TASK PROMPT: Each line of the material below should be reproduced exactly.

DATASET RECORDS:
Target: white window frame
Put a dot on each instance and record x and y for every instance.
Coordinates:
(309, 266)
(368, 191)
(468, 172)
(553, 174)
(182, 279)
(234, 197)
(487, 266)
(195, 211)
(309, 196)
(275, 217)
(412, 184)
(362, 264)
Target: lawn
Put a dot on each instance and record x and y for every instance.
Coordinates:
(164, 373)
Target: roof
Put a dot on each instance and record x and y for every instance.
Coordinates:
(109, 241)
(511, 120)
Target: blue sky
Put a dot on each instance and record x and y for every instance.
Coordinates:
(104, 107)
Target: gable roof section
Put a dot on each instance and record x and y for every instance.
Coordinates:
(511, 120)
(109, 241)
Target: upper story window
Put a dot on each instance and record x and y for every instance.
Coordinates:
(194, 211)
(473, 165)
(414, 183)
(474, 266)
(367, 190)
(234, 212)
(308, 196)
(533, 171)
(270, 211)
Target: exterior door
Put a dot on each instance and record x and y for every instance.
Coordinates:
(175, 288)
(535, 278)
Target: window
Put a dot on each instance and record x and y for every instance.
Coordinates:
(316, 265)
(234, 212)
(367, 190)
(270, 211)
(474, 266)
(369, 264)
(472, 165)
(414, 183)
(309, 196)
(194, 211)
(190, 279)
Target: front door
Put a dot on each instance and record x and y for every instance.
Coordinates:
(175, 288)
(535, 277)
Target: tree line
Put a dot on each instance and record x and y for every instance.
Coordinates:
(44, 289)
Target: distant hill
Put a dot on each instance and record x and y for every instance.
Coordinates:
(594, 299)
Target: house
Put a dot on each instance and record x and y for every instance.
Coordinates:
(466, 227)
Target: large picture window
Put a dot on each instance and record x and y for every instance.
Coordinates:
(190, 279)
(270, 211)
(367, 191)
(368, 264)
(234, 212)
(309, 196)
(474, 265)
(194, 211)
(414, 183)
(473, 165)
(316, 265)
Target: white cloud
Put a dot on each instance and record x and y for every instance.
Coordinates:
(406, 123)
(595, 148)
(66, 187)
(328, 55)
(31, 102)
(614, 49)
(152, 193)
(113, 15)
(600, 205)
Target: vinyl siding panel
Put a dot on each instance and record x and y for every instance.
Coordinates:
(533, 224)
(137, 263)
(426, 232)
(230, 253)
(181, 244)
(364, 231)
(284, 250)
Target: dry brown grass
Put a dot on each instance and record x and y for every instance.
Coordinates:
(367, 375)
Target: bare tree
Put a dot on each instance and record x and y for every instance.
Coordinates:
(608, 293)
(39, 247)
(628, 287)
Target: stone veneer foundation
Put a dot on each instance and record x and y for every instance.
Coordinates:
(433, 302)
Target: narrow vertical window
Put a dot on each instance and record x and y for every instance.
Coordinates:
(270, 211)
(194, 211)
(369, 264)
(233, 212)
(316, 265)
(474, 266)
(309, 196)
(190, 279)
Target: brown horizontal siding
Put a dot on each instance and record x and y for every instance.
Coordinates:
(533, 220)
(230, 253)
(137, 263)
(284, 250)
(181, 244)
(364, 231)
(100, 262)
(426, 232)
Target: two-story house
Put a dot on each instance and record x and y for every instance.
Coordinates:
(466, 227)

RESULT OF THE EXERCISE:
Target: white window frame
Put a dot on each instance and record x and y for every instance.
Coordinates:
(309, 266)
(368, 191)
(468, 172)
(553, 174)
(182, 279)
(234, 197)
(487, 266)
(195, 211)
(309, 196)
(275, 217)
(412, 184)
(362, 264)
Target: lawn
Put a dot on each instance and record x and y for every instance.
Coordinates:
(164, 373)
Target: roof
Put a dot on each instance and record x and y for every instance.
Coordinates:
(109, 241)
(511, 120)
Target: blue sky
Put a dot on each instance and record x and y for every instance.
Coordinates:
(104, 107)
Target: gable roof section
Put a dot on each instance and record x and y for every instance.
Coordinates:
(511, 120)
(109, 241)
Target: upper story window
Put a dot on each instance and record x and y for every instance.
Coordinates:
(194, 211)
(473, 165)
(414, 183)
(474, 266)
(367, 190)
(234, 212)
(308, 196)
(533, 171)
(270, 211)
Target: exterior door
Put a dot on each instance and record x and y for every instance.
Coordinates:
(175, 288)
(535, 278)
Target: window
Put a dot on each instance and record x and y for every instance.
Coordinates:
(316, 265)
(234, 212)
(367, 190)
(270, 211)
(474, 266)
(369, 264)
(472, 165)
(414, 183)
(309, 196)
(194, 211)
(190, 279)
Target: front door
Put a dot on each instance and record x and y for every instance.
Coordinates:
(175, 288)
(535, 277)
Target: tree line
Put a dot on each instance and record x and y for every instance.
Coordinates:
(44, 289)
Target: distant hill
Put a dot on each instance and record x and y for every instance.
Coordinates:
(594, 299)
Target: house
Put a dot on each instance and record x and y for every instance.
Coordinates:
(466, 227)
Target: large picture window
Put a dot on each instance and record x and y for every instance.
Coordinates:
(190, 279)
(270, 211)
(367, 191)
(368, 264)
(234, 212)
(309, 196)
(474, 265)
(194, 211)
(414, 183)
(473, 165)
(316, 265)
Target: white cloud
Put a dot on each instance and record x and y for every instance.
Coordinates:
(406, 123)
(595, 148)
(66, 187)
(328, 55)
(31, 102)
(614, 49)
(152, 193)
(113, 15)
(600, 205)
Target: vinyl siding panel
Put a dot on each instance and record x and y for every instance.
Coordinates:
(533, 224)
(137, 263)
(426, 232)
(230, 253)
(181, 244)
(364, 231)
(284, 250)
Target: dry brown grass
Put a dot on each instance and record x and y for every instance.
Coordinates:
(367, 375)
Target: bare tree
Put a dot on each instance and record x and y for every instance.
Coordinates:
(608, 293)
(39, 247)
(628, 287)
Target: stone veneer foundation
Put a dot on each instance and record x and y for every instance.
Coordinates:
(433, 302)
Target: narrow vertical window
Put a dot on each instance and record x and y for every instance.
Coordinates:
(270, 211)
(194, 211)
(369, 264)
(233, 212)
(316, 265)
(474, 266)
(309, 196)
(190, 279)
Target: brown horizontal siding
Put a dot on each instance and record x and y for every instance.
Coordinates:
(533, 220)
(230, 253)
(137, 263)
(284, 250)
(181, 244)
(364, 231)
(100, 262)
(426, 232)
Target: two-story house
Put a dot on each instance and record x and y for every instance.
Coordinates:
(466, 227)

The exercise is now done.